BRIEF:
Give as output the line that contains "point: woman ->", followed by every remaining line of the entries, unchanged and with nothing added.

** BEGIN GIVEN INFORMATION **

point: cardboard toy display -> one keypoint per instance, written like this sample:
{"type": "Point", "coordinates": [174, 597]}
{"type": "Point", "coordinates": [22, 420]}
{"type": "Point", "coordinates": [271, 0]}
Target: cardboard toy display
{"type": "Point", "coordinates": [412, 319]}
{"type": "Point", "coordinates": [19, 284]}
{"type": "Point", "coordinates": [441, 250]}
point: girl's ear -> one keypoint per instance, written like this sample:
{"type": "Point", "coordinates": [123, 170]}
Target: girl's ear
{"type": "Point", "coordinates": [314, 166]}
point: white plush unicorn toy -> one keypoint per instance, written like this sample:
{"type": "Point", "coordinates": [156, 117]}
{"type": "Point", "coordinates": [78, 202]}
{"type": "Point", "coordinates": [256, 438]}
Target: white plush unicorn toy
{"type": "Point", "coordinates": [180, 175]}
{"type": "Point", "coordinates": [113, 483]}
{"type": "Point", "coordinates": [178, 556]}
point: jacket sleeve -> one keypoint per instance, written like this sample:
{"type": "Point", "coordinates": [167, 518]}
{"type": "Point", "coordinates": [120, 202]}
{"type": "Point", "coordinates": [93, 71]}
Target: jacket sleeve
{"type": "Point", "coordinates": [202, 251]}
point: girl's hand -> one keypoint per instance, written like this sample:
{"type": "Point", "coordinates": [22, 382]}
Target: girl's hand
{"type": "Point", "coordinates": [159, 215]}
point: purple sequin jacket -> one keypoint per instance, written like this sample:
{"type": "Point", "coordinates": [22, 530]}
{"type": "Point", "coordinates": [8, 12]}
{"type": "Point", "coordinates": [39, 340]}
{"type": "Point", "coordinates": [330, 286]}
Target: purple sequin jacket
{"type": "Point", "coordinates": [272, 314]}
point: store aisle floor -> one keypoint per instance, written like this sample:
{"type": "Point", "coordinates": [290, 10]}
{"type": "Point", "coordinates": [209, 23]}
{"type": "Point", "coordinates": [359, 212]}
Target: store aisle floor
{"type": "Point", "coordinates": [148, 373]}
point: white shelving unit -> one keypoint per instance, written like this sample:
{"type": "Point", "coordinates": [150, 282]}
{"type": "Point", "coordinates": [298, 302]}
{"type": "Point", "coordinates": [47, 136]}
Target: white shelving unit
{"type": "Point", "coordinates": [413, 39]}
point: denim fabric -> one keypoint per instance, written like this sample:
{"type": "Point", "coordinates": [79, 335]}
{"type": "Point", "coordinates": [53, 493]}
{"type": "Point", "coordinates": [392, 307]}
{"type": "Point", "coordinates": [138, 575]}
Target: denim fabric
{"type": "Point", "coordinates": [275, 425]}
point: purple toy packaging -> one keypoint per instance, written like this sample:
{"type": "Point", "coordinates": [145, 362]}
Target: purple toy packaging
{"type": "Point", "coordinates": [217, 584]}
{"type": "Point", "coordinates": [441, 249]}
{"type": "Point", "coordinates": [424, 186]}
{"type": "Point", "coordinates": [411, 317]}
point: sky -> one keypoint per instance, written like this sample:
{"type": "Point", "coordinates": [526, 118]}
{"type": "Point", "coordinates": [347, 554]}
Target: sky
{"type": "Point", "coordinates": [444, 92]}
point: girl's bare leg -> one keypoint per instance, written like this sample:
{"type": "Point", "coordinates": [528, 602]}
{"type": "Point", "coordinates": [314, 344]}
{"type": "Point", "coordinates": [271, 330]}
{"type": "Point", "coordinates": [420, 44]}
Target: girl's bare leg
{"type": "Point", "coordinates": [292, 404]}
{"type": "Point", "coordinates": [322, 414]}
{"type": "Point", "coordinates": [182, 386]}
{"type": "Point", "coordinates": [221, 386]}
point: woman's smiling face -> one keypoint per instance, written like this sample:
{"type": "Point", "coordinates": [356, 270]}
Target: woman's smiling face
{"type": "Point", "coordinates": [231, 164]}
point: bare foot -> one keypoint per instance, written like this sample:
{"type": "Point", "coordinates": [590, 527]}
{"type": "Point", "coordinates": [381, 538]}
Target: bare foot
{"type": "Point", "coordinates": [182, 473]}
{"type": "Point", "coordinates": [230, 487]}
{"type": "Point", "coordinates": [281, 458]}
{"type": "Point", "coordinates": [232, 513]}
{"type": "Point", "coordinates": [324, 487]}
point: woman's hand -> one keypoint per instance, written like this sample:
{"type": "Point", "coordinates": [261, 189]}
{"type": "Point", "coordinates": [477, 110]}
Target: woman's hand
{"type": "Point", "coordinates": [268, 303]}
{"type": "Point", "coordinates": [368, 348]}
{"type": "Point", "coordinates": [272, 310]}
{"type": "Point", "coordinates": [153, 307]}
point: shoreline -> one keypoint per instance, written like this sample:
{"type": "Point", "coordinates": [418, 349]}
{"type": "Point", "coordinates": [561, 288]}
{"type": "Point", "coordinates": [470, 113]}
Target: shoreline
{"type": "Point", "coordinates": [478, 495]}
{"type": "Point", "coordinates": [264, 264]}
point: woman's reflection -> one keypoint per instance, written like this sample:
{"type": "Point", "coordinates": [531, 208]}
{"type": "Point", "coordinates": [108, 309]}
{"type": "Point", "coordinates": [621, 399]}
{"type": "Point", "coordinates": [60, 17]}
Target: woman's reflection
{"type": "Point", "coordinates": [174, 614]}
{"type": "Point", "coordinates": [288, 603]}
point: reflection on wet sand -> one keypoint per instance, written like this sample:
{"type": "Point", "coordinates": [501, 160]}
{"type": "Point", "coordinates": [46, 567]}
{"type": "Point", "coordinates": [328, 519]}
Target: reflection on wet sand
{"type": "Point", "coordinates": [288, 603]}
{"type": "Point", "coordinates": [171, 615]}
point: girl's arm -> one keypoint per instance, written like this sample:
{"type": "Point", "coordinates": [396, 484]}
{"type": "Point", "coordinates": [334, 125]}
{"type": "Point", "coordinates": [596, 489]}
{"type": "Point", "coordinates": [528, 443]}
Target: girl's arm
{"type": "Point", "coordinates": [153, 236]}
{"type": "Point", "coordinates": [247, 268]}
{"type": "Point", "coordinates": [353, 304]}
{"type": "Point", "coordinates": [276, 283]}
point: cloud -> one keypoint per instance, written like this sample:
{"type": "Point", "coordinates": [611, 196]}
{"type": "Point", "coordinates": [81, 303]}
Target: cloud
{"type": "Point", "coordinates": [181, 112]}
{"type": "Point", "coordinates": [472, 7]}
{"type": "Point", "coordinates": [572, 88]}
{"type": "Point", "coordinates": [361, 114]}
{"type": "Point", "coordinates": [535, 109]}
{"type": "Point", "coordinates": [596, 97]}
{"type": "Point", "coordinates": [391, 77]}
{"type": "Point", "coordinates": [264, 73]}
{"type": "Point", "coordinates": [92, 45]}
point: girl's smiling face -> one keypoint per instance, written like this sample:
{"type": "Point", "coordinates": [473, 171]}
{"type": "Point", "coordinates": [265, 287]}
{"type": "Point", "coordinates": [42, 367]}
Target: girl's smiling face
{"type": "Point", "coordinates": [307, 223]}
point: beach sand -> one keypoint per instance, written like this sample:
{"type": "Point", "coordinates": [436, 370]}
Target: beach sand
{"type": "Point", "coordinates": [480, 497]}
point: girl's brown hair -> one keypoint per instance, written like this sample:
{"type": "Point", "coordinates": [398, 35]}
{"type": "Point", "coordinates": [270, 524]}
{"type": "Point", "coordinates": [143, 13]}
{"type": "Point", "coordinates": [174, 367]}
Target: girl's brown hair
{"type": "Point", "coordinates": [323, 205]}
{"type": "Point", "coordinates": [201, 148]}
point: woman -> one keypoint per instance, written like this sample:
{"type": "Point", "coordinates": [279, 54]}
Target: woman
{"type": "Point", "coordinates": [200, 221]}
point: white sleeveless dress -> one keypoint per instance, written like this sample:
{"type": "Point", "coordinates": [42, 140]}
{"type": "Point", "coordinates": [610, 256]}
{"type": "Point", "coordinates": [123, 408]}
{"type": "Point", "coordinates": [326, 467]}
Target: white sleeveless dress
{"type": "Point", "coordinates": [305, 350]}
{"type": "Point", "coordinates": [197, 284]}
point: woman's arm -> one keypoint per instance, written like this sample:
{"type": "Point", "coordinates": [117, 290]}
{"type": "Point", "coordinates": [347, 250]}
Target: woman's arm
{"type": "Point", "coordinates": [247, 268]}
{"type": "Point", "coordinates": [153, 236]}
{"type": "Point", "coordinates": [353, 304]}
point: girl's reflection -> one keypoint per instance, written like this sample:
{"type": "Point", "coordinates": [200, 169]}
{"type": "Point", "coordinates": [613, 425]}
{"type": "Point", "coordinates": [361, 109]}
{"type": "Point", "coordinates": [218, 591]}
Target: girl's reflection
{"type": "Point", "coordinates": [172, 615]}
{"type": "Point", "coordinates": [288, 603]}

** END GIVEN INFORMATION **

SOLUTION TO THE PROBLEM:
point: woman -> one keypoint per instance, written like this sample:
{"type": "Point", "coordinates": [279, 54]}
Target: woman
{"type": "Point", "coordinates": [200, 221]}
point: white sleeveless dress -> one keypoint per instance, written like this sample:
{"type": "Point", "coordinates": [42, 140]}
{"type": "Point", "coordinates": [610, 256]}
{"type": "Point", "coordinates": [123, 408]}
{"type": "Point", "coordinates": [326, 467]}
Target: white sleeveless dress
{"type": "Point", "coordinates": [305, 350]}
{"type": "Point", "coordinates": [197, 284]}
point: woman's arm -> one keypoint per instance, written like this sample:
{"type": "Point", "coordinates": [117, 290]}
{"type": "Point", "coordinates": [347, 250]}
Target: woman's arm
{"type": "Point", "coordinates": [247, 268]}
{"type": "Point", "coordinates": [153, 236]}
{"type": "Point", "coordinates": [353, 304]}
point: girl's reflection -> one keypoint per instance, written like this sample:
{"type": "Point", "coordinates": [200, 169]}
{"type": "Point", "coordinates": [613, 425]}
{"type": "Point", "coordinates": [361, 109]}
{"type": "Point", "coordinates": [218, 591]}
Target: girl's reflection
{"type": "Point", "coordinates": [172, 615]}
{"type": "Point", "coordinates": [288, 603]}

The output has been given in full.